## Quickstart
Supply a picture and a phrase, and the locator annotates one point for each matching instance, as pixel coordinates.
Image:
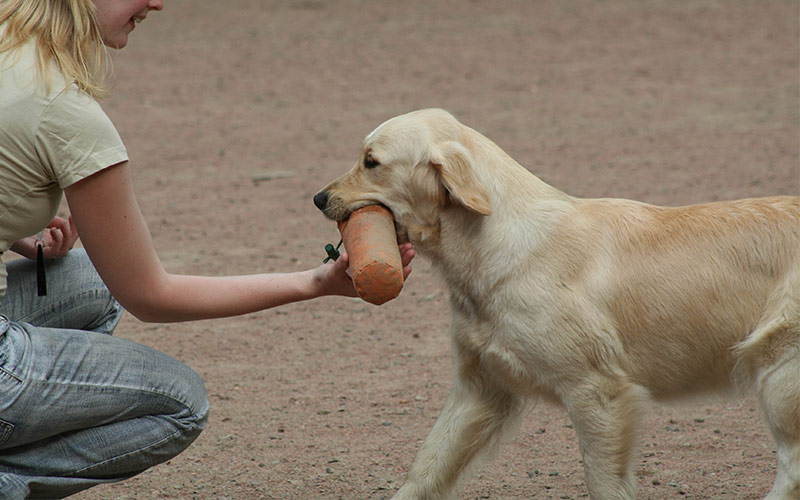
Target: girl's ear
(454, 164)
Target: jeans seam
(54, 306)
(132, 452)
(111, 387)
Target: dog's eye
(370, 162)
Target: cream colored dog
(597, 304)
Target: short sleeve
(75, 138)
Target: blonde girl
(79, 407)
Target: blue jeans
(79, 407)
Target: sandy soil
(235, 113)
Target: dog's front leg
(469, 428)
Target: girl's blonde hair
(66, 34)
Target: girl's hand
(58, 239)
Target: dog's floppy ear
(454, 164)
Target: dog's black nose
(321, 200)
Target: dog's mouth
(401, 234)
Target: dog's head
(415, 165)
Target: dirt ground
(235, 113)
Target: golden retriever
(596, 304)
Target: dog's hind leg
(470, 426)
(604, 411)
(779, 387)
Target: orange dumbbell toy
(371, 243)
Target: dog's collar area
(333, 252)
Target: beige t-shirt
(48, 141)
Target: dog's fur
(597, 304)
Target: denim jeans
(79, 407)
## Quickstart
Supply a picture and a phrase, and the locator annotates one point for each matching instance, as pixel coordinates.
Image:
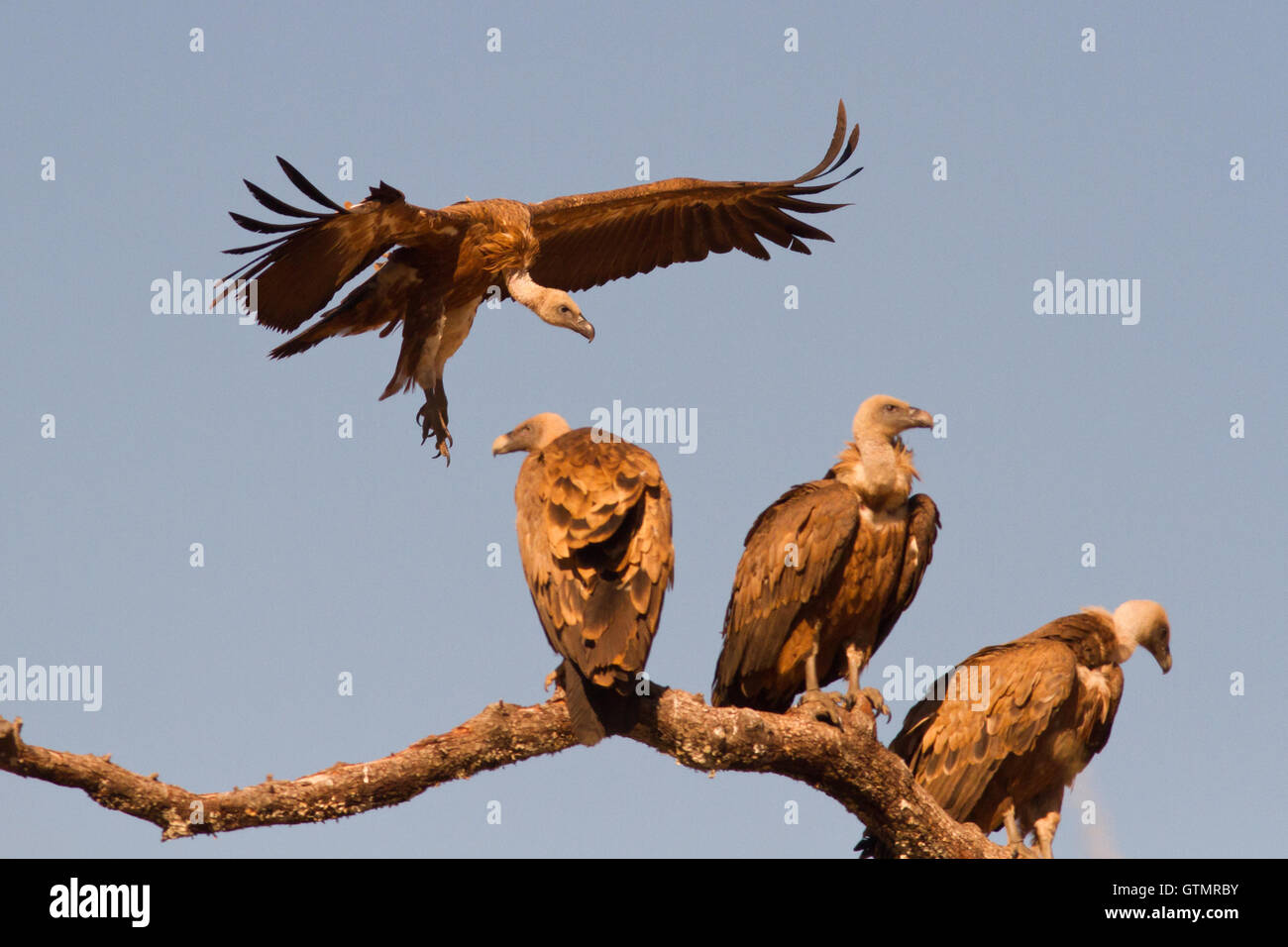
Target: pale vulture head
(1144, 622)
(559, 309)
(553, 305)
(885, 418)
(532, 434)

- [Task statement]: Quote every item above word for word, leaving out the pictures.

- [Output for this exercise]:
## Quickstart
Supply a picture and a phrase, and the locator annotates one point for each matching instance, as pixel coordinates.
Image:
Target: girl's ear
(454, 164)
Target: jeans seam
(54, 306)
(132, 452)
(111, 387)
Target: dog's eye
(370, 162)
Target: cream colored dog
(597, 304)
Target: short sleeve
(75, 138)
Target: blonde girl
(79, 407)
Target: blue jeans
(79, 407)
Target: sandy soil
(235, 113)
Target: dog's front leg
(469, 428)
Target: girl's blonde hair
(66, 34)
Target: girl's hand
(58, 239)
Target: dog's floppy ear
(454, 164)
Target: dog's black nose
(321, 200)
Target: dog's mouth
(401, 234)
Target: dog's head
(415, 165)
Target: dirt ground
(235, 113)
Target: golden retriever
(596, 304)
Target: dog's hind leg
(470, 426)
(604, 411)
(779, 387)
Target: orange dumbbell toy
(371, 243)
Target: dog's collar area
(333, 252)
Target: beige t-shirt
(48, 141)
Target: dog's fur
(597, 304)
Target: denim jeans
(79, 407)
## Quickstart
Supply a picture and a phrase, and the locator annotates one point for each matching instance, as pixel coordinates.
Image:
Target: pale vulture head
(1144, 622)
(559, 309)
(553, 305)
(885, 418)
(532, 434)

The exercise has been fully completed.